**Exercise data:**
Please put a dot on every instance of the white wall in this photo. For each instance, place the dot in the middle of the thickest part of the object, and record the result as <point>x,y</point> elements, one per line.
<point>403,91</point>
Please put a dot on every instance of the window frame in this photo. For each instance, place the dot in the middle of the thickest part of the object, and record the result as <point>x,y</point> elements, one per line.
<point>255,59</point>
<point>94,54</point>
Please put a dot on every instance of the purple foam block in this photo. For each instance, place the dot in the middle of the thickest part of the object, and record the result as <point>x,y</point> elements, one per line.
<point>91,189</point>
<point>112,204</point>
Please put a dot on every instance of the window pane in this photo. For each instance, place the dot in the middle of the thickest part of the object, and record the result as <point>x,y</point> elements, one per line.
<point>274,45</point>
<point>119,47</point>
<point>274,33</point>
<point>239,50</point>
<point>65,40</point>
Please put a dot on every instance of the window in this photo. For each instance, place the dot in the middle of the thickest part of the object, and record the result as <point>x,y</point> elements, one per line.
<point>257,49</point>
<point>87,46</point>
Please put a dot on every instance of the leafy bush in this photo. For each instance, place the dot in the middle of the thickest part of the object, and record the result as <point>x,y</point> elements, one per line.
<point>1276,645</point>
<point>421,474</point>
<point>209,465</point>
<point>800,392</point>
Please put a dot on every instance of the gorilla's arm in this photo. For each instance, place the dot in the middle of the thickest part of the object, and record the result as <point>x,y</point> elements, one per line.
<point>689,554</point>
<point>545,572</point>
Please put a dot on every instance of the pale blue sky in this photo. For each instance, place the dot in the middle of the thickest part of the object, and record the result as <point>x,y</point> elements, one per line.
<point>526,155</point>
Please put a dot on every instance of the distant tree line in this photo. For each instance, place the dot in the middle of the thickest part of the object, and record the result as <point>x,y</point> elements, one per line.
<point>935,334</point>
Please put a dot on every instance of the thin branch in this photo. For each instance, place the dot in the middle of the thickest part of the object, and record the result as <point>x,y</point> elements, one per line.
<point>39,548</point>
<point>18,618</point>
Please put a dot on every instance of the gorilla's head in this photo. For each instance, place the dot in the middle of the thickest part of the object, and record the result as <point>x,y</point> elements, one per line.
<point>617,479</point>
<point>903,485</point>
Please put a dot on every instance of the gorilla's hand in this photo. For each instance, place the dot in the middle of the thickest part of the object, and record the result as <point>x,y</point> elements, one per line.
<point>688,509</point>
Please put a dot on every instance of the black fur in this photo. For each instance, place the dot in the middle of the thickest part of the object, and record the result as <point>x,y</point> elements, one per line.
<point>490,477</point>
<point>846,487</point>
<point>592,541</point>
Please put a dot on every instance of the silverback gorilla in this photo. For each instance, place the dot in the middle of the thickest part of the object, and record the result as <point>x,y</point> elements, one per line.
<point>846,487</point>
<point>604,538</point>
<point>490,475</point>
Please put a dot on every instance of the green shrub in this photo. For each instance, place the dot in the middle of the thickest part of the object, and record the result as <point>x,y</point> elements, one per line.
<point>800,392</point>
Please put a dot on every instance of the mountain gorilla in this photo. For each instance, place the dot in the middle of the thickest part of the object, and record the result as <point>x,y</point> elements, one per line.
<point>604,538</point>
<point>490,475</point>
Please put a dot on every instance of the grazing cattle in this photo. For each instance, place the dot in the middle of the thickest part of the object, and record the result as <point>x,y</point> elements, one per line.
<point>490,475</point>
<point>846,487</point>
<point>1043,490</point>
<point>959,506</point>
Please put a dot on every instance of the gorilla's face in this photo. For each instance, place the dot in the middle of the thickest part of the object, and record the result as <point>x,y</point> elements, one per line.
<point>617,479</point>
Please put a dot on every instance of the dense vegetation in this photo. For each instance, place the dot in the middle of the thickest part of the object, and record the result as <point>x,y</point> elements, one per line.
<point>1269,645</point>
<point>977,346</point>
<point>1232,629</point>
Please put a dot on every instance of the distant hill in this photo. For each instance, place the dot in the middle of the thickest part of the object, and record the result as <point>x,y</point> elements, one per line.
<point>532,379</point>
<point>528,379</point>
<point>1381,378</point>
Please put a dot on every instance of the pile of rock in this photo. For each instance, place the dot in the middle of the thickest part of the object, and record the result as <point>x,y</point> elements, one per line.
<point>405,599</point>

**Given instruction:**
Rewrite the rows starting at the first one and ending at the line that contains "<point>87,46</point>", replacing "purple" with "violet" and leaving everything else unchanged.

**Written reply:**
Please put a dot on every instance of the white wall in this photo. For each instance, place the dot in the middle of the thickest part of the object, and record the result as <point>x,y</point> elements, one per line.
<point>403,91</point>
Please put a dot on every instance of the window frame in this photo. For each instance, place the dot in the middle of the thickest part of the object, and record the result as <point>x,y</point> elements, one per line.
<point>255,59</point>
<point>94,54</point>
Please put a dot on every instance of the violet foam block in this photo. For each instance, place the dot in the middle of the thickest part of the object, and record the result as <point>x,y</point> elements, one per line.
<point>91,189</point>
<point>112,204</point>
Please put a dot on every instance of the window pane in this photo. For each instance, place the dot in the middle of the thickest part of the object, and record the result as <point>x,y</point> elements, one per line.
<point>274,45</point>
<point>119,47</point>
<point>274,33</point>
<point>239,50</point>
<point>65,40</point>
Please put a dot on every instance of the window in this photo. For each instance, place the dot in the middle of the thickest part of the object, and record the result as <point>x,y</point> elements, one per line.
<point>257,49</point>
<point>87,46</point>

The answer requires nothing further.